## To be done
Copy out every line of the listing below, switching each "marker" to "dot" and leaving all other text as it is.

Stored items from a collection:

========

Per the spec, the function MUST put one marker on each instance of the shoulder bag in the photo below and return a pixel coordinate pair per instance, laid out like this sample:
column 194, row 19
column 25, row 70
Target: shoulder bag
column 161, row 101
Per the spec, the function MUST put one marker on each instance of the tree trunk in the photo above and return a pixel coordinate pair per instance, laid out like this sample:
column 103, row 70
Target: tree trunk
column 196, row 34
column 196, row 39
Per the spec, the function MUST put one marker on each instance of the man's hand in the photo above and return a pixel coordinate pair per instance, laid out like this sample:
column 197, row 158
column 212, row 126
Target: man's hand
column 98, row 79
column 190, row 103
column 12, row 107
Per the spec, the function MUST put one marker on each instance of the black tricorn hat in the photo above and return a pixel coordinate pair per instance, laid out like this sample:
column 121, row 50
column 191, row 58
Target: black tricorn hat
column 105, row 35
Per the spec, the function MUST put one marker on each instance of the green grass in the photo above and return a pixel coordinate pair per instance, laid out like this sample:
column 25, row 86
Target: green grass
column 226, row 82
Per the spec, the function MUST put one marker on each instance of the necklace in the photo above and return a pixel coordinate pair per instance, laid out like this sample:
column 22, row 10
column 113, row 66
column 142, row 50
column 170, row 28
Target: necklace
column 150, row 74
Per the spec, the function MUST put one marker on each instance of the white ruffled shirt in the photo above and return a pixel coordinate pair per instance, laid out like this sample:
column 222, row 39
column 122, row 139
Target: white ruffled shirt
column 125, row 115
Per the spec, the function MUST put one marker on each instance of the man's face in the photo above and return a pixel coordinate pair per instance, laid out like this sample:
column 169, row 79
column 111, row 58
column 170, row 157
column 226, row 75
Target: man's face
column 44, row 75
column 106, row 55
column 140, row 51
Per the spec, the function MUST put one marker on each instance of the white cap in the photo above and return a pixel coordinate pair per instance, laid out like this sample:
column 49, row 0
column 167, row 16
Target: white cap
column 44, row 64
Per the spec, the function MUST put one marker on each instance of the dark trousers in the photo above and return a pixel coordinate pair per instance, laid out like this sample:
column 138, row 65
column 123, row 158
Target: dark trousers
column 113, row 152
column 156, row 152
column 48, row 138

========

## Task answer
Per the spec, the function MUST put one dot on each instance of the shoulder bag in the photo below and return a pixel coordinate pair per instance, laid out like this sample:
column 194, row 19
column 25, row 70
Target: shoulder bag
column 161, row 101
Per the spec, the function MUST put one dot on each instance of the tree trunk in the photo above and return a pixel coordinate pair per instance, laid out like this sample:
column 103, row 70
Target: tree trunk
column 196, row 34
column 196, row 39
Per the spec, the function MUST put one dot on each instance of the man's hand in the photo above and return a pixel coordinate pair per instance, laid out like this sample:
column 197, row 158
column 212, row 126
Target: man's hand
column 98, row 79
column 190, row 103
column 12, row 107
Per the spec, the function MUST put one dot on each instance of the black tricorn hat in the photo above and return a pixel coordinate pair per instance, laid out like this sample:
column 121, row 50
column 191, row 58
Target: black tricorn hat
column 105, row 35
Per the spec, the function MUST put one dot on each instance of the green grass in the photo above and return a pixel coordinate pair per instance, laid out like this sample:
column 25, row 86
Target: green grass
column 226, row 82
Per the spec, the function MUST put one dot on each instance of the necklace in the photo above and return a pixel coordinate pair per instance, laid out like this sample:
column 22, row 10
column 113, row 66
column 142, row 50
column 170, row 28
Target: necklace
column 150, row 74
Per the spec, the function MUST put one dot on each instance of the white ruffled shirt in the photo above and return a pixel coordinate pair per instance, laid out like this sample:
column 222, row 39
column 122, row 139
Target: white ruffled shirt
column 125, row 115
Per the spec, the function MUST put one dot on each instance of the man's face in the photo above and return a pixel coordinate pair per instance, laid out like this sample:
column 169, row 79
column 111, row 58
column 170, row 157
column 226, row 75
Target: man's face
column 44, row 75
column 106, row 55
column 140, row 51
Per the spec, the function MUST put one dot on each instance of the white cap in the photo above and return a pixel coordinate pair per instance, laid out like this sample:
column 49, row 0
column 167, row 16
Target: white cap
column 44, row 64
Per the spec, the function MUST put one dot on each instance of the dark trousers in the photo above and return a pixel coordinate pair per instance, laid out like this sample:
column 138, row 65
column 123, row 158
Target: dark trousers
column 113, row 152
column 156, row 152
column 48, row 138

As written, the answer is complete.